[A block of data]
######

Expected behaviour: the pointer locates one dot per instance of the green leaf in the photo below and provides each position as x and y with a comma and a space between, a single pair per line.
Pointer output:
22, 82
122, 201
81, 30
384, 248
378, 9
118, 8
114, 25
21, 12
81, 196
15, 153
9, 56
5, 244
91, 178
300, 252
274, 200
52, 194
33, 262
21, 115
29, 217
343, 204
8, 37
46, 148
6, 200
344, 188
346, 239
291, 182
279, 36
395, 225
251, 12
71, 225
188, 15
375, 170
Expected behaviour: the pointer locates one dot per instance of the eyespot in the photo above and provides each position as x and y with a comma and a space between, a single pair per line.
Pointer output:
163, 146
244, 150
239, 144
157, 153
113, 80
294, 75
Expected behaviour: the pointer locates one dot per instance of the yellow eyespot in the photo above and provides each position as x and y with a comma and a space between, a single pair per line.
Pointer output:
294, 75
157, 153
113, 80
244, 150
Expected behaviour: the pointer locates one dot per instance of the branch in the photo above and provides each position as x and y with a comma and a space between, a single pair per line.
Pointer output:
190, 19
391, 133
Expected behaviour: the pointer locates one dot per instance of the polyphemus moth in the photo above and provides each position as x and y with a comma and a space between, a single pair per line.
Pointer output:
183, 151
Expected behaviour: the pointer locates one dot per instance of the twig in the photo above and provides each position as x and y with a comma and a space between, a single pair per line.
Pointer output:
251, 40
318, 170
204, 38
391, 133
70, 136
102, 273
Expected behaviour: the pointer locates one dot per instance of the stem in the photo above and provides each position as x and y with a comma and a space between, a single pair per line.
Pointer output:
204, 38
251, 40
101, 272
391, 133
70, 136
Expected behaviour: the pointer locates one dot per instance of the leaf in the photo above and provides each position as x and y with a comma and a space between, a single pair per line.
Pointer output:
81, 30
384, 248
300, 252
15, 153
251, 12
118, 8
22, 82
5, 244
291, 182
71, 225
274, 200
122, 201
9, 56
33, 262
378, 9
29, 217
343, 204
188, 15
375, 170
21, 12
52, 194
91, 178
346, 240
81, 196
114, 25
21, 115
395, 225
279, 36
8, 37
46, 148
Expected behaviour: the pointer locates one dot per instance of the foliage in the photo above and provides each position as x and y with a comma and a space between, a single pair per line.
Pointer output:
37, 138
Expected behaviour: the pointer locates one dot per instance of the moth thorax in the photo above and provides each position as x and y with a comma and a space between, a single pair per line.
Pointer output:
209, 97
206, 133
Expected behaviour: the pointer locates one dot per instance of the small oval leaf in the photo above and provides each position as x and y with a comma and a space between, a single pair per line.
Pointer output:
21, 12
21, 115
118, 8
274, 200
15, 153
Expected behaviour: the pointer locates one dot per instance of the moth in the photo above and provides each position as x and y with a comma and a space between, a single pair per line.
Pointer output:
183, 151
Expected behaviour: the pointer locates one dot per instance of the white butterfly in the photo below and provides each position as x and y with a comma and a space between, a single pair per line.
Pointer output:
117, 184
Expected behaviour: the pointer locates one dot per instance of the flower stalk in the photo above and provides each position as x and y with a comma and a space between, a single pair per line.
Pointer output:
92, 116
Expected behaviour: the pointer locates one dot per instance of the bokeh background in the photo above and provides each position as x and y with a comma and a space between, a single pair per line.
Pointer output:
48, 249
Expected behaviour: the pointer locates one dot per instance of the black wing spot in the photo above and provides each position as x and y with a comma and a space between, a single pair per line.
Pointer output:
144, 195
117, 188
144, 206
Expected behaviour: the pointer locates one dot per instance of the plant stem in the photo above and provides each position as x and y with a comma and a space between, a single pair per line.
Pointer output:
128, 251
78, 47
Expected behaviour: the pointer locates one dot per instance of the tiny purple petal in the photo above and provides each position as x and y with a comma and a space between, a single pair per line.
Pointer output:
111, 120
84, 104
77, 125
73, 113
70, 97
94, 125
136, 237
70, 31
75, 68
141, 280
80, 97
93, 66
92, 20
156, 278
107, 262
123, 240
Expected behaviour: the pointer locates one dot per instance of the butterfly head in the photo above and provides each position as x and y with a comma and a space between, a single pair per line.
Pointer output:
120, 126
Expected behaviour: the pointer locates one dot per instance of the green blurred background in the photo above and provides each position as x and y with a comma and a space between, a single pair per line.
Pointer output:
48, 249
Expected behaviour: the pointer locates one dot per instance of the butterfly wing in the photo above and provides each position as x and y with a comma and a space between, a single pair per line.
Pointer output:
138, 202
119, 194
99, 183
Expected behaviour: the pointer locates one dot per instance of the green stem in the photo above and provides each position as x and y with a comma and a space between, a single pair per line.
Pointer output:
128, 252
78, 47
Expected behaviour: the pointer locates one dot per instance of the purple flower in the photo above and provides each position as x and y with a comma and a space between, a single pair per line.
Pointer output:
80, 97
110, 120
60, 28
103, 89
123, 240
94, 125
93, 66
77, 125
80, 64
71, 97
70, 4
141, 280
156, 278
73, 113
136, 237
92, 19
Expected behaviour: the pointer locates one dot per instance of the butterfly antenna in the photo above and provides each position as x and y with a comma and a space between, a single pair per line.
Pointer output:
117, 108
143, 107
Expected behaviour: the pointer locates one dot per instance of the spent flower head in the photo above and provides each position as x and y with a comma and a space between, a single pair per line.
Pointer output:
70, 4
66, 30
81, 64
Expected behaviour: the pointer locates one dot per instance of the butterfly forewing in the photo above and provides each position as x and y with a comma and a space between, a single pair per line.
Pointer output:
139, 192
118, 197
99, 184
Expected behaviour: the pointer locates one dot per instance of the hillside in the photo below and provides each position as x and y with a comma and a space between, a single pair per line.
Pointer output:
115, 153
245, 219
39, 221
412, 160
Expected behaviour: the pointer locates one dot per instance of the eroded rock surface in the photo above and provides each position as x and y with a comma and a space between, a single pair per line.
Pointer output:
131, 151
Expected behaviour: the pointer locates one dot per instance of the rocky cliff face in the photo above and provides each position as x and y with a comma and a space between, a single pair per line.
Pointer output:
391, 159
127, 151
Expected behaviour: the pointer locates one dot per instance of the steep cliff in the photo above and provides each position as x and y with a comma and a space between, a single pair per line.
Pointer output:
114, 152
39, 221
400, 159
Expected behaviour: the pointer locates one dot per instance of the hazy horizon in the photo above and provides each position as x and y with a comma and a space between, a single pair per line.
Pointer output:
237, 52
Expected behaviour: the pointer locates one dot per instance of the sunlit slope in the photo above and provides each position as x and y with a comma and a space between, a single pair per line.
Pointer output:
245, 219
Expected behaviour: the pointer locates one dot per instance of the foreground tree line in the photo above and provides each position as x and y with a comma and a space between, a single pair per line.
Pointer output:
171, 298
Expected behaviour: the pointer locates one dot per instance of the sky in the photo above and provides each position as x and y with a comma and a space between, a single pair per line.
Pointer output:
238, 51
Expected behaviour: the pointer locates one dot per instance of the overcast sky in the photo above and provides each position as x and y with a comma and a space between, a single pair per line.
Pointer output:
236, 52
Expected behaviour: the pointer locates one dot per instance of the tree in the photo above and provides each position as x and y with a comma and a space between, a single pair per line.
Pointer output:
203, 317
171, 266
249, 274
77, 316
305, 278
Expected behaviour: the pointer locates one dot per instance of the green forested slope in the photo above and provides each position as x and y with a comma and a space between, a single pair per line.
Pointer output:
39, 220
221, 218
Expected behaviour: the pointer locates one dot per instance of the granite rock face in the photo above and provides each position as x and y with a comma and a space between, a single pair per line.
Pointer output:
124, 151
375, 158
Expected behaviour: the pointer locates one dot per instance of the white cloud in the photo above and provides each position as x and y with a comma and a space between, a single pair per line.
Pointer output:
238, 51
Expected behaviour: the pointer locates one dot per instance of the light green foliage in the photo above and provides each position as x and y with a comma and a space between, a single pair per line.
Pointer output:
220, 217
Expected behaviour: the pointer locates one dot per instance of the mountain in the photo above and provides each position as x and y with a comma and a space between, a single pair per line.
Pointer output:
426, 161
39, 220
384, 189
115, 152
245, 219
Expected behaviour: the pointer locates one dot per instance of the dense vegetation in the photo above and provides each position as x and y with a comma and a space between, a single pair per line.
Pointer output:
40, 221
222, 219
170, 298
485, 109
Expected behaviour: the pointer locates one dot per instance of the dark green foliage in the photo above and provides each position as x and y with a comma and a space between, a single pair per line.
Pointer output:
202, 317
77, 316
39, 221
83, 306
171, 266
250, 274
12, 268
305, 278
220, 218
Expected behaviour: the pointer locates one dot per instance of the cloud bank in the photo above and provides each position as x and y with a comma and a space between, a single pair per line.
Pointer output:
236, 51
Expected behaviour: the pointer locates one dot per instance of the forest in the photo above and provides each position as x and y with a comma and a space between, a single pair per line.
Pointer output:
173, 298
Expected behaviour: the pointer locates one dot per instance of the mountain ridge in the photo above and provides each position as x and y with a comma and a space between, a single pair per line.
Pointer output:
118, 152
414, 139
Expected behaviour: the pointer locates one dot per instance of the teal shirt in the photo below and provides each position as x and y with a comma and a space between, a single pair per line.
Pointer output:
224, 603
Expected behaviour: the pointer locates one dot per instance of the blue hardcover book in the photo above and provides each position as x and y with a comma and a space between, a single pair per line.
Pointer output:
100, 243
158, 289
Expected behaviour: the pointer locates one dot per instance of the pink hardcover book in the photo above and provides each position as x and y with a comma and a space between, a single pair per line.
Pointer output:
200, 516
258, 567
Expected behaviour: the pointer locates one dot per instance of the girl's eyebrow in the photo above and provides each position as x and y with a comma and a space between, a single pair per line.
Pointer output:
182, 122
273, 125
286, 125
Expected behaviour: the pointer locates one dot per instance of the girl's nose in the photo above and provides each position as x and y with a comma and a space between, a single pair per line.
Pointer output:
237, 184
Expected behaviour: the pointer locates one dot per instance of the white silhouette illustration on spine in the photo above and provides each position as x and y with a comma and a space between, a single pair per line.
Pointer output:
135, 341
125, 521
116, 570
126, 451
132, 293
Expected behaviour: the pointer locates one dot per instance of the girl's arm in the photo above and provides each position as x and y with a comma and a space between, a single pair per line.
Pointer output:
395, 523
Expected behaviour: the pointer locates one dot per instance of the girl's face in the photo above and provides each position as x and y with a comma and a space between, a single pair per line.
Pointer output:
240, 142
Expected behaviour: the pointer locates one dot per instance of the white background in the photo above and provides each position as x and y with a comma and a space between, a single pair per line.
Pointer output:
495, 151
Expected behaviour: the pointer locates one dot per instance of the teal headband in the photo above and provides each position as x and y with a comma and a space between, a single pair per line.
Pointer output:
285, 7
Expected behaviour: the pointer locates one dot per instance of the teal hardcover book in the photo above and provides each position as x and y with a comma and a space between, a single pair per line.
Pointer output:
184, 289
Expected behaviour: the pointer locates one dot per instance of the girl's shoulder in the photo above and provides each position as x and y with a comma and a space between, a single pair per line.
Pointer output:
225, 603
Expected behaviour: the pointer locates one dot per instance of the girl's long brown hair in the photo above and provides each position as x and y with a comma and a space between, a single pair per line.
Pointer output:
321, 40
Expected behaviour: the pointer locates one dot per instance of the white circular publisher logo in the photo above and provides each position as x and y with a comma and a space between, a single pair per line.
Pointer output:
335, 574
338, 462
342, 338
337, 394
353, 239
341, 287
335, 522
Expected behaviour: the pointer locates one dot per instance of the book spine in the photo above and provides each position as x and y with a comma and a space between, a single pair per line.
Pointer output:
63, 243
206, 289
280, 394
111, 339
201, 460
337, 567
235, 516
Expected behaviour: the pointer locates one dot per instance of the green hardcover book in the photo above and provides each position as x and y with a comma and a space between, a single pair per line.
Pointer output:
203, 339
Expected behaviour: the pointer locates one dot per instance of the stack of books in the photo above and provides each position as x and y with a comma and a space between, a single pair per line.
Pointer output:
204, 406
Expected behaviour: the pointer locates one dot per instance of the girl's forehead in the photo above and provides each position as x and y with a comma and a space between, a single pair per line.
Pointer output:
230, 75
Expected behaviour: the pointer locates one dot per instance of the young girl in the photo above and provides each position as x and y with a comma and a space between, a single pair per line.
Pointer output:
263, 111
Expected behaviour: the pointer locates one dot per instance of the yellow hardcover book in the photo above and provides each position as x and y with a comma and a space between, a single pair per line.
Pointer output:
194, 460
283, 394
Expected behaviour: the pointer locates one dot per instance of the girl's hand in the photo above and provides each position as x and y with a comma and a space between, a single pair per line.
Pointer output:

######

PROBLEM DESCRIPTION: Output the material above without changes, from the line containing "the girl's hand" through the end of the material.

EXERCISE ANSWER:
Expected behaviour: the pointer locates one dot per instance of the girl's hand in the photo above and provides each position as x and y with a comma and a space between, a single pair per line.
Pointer output:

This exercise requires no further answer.